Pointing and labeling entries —
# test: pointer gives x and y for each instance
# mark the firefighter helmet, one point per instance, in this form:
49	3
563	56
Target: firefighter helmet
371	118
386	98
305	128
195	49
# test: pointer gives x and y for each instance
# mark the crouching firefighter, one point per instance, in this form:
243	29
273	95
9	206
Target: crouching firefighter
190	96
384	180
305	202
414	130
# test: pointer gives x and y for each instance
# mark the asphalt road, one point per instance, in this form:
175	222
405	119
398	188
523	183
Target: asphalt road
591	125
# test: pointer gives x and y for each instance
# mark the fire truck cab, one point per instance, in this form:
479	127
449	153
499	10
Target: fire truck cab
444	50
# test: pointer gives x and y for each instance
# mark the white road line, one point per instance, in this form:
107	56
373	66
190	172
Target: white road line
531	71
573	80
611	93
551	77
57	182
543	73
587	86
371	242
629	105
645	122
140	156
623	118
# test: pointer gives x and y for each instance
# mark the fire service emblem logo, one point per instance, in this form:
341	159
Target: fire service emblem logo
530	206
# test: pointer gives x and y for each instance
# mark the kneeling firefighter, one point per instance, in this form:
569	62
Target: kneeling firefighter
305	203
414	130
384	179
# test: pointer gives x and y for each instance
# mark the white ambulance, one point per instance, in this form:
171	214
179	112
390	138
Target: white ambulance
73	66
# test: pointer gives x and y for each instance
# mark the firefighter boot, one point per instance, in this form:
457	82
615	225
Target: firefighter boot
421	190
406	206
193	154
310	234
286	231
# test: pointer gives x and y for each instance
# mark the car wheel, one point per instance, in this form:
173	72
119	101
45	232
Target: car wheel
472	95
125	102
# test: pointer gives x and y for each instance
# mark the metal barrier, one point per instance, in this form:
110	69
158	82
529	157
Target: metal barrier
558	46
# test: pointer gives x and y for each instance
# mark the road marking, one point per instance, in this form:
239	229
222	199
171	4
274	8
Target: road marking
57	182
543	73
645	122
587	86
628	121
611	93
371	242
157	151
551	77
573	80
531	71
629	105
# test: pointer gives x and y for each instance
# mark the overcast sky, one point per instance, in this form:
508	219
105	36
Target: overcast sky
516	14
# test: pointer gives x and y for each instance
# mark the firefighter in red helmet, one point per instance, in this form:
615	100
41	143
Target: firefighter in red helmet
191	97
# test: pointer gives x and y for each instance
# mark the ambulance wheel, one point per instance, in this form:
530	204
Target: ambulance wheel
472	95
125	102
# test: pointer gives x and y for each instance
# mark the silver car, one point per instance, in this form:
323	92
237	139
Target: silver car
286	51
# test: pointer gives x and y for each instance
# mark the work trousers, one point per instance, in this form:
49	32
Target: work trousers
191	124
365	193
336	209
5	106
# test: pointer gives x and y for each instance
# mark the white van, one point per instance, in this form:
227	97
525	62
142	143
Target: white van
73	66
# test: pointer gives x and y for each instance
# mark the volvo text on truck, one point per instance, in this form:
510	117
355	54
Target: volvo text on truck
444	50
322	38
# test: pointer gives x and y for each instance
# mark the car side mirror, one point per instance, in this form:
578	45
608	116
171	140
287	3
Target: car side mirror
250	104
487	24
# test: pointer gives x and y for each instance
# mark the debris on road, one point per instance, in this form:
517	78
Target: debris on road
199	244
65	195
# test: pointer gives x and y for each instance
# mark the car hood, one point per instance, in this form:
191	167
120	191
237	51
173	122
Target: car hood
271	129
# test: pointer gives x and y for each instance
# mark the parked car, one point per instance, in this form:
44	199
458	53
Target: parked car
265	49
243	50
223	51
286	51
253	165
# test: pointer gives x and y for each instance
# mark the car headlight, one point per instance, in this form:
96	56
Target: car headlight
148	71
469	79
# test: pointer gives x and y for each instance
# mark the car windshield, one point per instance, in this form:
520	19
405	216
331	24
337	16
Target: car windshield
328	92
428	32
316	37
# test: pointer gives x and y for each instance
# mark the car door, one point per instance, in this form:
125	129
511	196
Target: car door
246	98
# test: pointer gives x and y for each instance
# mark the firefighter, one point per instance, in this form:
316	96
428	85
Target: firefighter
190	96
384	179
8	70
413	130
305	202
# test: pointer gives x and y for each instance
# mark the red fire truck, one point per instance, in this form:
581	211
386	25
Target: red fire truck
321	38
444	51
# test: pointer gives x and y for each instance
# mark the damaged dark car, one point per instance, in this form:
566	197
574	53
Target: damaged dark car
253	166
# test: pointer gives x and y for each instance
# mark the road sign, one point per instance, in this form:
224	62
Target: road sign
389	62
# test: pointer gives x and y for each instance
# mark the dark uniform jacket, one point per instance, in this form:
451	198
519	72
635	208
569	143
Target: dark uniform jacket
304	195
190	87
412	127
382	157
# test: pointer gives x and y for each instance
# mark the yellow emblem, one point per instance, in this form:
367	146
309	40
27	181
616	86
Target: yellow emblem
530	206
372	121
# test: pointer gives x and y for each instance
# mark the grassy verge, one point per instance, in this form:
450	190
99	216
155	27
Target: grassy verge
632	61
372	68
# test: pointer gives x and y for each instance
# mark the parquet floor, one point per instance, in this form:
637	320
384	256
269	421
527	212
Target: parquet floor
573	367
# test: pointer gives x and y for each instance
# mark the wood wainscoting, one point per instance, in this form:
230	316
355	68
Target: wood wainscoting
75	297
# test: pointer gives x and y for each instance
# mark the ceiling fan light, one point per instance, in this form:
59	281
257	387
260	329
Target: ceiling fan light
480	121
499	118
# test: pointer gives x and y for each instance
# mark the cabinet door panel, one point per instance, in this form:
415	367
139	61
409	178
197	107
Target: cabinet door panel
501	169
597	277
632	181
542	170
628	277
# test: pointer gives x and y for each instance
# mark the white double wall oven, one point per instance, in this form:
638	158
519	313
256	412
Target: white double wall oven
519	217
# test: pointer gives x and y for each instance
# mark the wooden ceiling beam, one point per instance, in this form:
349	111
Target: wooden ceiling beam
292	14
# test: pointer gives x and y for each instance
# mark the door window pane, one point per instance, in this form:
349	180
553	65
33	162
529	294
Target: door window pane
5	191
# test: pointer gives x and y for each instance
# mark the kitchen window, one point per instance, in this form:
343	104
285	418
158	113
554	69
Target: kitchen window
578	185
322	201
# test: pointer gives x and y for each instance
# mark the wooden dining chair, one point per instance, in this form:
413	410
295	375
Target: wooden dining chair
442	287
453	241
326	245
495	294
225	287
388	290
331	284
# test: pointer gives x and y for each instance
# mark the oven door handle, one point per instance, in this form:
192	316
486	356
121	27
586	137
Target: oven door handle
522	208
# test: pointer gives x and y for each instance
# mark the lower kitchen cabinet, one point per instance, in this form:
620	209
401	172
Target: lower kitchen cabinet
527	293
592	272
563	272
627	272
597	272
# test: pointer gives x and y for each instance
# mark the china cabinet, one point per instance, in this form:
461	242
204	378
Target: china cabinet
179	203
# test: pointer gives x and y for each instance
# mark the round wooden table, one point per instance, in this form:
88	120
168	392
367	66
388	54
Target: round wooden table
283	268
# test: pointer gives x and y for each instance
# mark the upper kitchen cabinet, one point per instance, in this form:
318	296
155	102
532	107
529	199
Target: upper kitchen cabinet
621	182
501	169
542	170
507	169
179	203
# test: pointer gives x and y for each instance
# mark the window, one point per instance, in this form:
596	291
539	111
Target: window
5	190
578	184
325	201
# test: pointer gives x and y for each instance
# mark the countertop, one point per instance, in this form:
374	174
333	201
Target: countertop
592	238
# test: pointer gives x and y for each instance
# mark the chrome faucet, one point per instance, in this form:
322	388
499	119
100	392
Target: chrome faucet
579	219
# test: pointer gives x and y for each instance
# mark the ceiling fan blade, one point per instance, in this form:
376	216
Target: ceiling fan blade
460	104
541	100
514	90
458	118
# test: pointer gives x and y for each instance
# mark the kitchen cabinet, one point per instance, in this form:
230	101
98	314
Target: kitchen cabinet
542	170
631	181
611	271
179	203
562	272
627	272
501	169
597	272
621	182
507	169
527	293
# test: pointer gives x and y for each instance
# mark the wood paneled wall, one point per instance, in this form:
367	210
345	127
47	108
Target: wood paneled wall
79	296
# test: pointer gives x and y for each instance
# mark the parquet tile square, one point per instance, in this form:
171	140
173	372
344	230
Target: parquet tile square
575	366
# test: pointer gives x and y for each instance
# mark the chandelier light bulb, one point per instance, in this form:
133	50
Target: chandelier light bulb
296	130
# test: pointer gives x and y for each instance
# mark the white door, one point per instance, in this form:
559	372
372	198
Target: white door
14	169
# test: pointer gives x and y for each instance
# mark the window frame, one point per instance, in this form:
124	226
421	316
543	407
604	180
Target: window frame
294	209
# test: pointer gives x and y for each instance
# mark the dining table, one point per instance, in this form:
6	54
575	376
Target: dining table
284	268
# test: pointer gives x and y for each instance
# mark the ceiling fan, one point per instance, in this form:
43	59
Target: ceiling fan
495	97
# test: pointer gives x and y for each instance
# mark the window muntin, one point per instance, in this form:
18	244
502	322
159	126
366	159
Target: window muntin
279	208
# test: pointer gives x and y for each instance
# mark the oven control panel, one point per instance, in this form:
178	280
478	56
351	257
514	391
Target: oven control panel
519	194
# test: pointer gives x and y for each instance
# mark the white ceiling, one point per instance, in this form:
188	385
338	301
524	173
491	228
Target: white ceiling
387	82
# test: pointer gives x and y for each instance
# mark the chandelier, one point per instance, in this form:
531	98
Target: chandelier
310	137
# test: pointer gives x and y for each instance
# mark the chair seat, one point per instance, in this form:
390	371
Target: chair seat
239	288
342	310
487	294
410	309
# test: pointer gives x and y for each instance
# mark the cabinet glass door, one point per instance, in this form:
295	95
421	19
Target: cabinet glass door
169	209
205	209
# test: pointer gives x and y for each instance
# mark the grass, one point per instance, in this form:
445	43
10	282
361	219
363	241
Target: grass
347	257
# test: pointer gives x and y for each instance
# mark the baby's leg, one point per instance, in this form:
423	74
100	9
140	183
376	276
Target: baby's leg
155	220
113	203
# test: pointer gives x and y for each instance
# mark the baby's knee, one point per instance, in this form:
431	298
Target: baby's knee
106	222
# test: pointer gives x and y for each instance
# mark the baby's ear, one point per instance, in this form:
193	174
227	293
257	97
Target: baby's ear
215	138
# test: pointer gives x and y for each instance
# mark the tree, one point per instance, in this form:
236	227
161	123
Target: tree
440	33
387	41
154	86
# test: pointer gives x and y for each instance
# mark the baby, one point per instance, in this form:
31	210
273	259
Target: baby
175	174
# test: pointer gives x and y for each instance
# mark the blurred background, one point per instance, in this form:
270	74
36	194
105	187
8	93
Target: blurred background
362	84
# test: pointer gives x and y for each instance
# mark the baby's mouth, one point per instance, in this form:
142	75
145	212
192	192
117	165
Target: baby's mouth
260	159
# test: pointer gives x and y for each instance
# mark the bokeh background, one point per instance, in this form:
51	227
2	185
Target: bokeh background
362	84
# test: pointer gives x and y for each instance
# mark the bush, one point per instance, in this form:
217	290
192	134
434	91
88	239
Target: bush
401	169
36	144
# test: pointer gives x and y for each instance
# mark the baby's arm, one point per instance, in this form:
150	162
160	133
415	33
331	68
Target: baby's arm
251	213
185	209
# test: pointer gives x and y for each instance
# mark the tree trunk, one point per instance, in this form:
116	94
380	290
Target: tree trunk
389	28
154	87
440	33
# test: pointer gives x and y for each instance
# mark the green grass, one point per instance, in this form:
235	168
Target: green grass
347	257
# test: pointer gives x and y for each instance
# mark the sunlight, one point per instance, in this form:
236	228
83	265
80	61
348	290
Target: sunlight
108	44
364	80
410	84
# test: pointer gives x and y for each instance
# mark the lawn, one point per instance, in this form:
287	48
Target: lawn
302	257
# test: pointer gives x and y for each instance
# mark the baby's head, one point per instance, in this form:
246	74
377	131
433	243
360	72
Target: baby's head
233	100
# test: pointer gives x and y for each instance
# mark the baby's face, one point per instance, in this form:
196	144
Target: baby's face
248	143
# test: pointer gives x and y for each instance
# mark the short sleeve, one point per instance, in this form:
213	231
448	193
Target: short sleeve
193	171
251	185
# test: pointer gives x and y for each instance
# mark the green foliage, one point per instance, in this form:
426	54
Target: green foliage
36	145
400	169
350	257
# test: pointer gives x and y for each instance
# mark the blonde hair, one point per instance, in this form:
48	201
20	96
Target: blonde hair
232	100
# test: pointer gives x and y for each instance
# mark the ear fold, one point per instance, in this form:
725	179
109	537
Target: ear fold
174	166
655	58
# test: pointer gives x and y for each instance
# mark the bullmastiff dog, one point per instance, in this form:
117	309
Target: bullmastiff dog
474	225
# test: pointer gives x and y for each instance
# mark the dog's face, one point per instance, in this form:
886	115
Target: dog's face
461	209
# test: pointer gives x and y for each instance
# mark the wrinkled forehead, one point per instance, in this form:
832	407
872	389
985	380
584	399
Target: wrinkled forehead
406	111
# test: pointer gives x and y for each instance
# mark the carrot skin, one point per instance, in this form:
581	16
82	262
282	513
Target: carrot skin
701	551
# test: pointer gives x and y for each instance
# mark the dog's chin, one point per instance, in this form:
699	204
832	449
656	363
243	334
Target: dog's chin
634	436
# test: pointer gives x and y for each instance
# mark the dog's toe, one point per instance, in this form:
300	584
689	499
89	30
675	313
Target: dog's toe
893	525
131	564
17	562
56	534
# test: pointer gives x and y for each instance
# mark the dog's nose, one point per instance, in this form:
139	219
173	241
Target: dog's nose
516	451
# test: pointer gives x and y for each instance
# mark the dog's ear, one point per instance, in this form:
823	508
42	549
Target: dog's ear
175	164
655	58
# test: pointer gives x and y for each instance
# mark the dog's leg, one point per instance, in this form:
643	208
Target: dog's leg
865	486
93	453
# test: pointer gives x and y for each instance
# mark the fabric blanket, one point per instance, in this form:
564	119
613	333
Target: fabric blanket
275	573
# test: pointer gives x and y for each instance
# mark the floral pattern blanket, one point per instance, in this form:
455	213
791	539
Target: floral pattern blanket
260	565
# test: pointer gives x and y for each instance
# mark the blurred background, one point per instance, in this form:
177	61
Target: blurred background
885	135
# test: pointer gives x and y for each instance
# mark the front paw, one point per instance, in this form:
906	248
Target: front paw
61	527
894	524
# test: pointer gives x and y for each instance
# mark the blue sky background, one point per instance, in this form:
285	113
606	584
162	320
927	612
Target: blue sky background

What the task requires — Report every line of the entries above that contains the string "lower", copying each such line in full. Case counts.

Written solution —
# mark the lower kitchen cabinet, one point per instance, in this form:
Target: lower kitchen cabinet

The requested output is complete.